# Extrait
--*--
Pourquoi le calendrier médiéval de Cordes-sur-Ciel fête-t-il Pâques en avance ? Cette question intrigue dès qu’on feuillette le manuscrit du Libre Ferrat, un calendrier perpétuel en occitan médiéval conservé à Cordes-sur-Ciel. Ce document fascinant mêle repères astronomiques, fêtes liturgiques et traditions romaines. Voici une enquête céleste au cœur d’un héritage unique.
Une enquête astronomique au cœur du manuscrit du Libre Ferrat

Les secrets du calendrier médiéval de Cordes-sur-Ciel
À Cordes-sur-Ciel, un manuscrit médiéval peu connu fascine historiens, linguistes et astronomes : le Libre Ferrat, un calendrier perpétuel en occitan médiéval, compagnon des fêtes liturgiques… et des saisons.
Ce qui frappe immédiatement, ce sont ses repères astronomiques. Sur ses pages :
L’équinoxe de printemps, normalement le 21 mars, est placé au 11 mars,
L’équinoxe d’automne, vers le 22 septembre, est indiqué au 13 septembre.
➡️ Ce décalage de 8 à 10 jours reflète l’utilisation d’un ancien comput basé sur le calendrier julien, sans ajustement grégorien. Un témoin rare et précieux d’une perception médiévale du ciel, toujours guidée par les cycles célestes.
Calendes, nones et ides : la structure du calendrier romain
Le Libre Ferrat conserve aussi des traces de la structure du calendrier romain :
Les calendes : toujours le 1er jour du mois,
Les nones : autour du 5 ou du 7,
Les ides : vers le 13 ou 15, souvent associées à la pleine lune.
Ces repères structurent le calendrier liturgique médiéval. Par exemple, le comput pascal commence “après les nones de mars”, soit après le 7 mars. Une preuve que le manuscrit allie héritage antique et usages locaux.
Le concile de Nicée et la règle de Pâques
Depuis le concile de Nicée (325), l’Église fixe la règle du calcul de la date de Pâques :
Pâques est célébrée le premier dimanche après la première pleine lune suivant l’équinoxe de printemps (21 mars).
Ce calcul est un chef-d’œuvre d’astronomie ecclésiastique :
Il combine l’année solaire et les phases lunaires,
Il suit un cycle de 19 ans (le nombre d’or),
Il s’appuie sur des tables de pleine lune « ecclésiastique », pas toujours synchronisées avec la Lune réelle.
--*--
# But de l'exercice
Poursuivez, s'il vous plaît, l'extrait sur le calendrier médiéval de Cordes-sur-Ciel à partir de sa dernière phrase.

Éléments d'identification de lieux:
--*--
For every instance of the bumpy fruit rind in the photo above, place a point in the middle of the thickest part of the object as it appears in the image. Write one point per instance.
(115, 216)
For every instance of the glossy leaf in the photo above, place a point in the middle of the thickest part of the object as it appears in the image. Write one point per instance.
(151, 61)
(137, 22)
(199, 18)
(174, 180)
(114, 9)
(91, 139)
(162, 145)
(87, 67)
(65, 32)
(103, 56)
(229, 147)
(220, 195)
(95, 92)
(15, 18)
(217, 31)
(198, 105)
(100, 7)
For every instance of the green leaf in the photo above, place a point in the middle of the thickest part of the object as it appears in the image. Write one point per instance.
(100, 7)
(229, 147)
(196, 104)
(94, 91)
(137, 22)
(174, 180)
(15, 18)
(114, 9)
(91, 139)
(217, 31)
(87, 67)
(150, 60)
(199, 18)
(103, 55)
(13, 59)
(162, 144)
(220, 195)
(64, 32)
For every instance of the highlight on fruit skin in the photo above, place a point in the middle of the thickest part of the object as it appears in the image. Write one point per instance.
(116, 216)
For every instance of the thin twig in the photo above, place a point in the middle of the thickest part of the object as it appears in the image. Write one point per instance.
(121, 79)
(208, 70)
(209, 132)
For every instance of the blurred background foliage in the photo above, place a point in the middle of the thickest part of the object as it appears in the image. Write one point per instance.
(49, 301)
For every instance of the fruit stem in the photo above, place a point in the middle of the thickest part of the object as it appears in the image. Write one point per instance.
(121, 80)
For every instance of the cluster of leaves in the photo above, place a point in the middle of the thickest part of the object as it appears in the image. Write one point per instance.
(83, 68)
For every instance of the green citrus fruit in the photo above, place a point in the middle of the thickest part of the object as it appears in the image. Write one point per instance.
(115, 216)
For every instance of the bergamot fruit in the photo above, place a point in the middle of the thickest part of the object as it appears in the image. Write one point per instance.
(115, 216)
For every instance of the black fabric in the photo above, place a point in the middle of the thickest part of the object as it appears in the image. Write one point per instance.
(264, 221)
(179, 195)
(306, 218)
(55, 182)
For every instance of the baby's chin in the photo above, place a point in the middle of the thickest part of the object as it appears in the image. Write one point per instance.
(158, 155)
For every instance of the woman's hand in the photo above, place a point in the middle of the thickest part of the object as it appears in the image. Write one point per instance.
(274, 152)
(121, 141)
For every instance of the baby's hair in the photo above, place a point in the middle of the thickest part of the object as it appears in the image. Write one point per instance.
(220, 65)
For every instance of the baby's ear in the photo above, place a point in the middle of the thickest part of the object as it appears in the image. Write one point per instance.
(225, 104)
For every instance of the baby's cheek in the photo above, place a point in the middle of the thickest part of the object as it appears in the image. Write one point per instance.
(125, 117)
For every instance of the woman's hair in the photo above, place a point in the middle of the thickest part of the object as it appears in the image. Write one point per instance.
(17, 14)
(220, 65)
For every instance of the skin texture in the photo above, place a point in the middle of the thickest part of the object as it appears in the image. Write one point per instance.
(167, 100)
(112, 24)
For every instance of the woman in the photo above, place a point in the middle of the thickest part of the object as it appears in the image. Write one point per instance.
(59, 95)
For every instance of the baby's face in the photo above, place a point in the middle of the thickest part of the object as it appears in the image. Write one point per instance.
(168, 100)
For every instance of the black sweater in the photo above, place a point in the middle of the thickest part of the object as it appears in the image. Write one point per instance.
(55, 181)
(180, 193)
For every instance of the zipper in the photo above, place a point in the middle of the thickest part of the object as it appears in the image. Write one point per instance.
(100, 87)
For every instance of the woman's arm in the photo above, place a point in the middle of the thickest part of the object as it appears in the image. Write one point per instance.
--*--
# Réponse attendue
Un comput pascal propre à Cordes-sur-Ciel

Le Libre Ferrat propose une version occitane vulgarisée du comput pascal, probablement destinée aux clercs ou lecteurs peu formés :
Lo comte de pascha
“On que trobes la luna prima apres las nonas de mars. Al ters dimergue apres serau los temps paschas. Las claus de pascas.”
Traduction :
Là où tu trouves la jeune lune après les nones de mars, le troisième dimanche après sera le temps de Pâques. Les closes de Pâques.
➡️ Ce comput ignore la pleine lune et la date du 21 mars, ce qui fait souvent tomber Pâques une semaine trop tôt.
Le poids du calendrier julien
Un long délai d’unification
Le manuscrit repose sur le calendrier julien, instauré par Jules César. Celui-ci surestime l’année solaire de 11 minutes, ce qui provoque :
Un glissement de 1 jour tous les 128 ans,
Un décalage cumulé de 10 jours au XVIᵉ siècle.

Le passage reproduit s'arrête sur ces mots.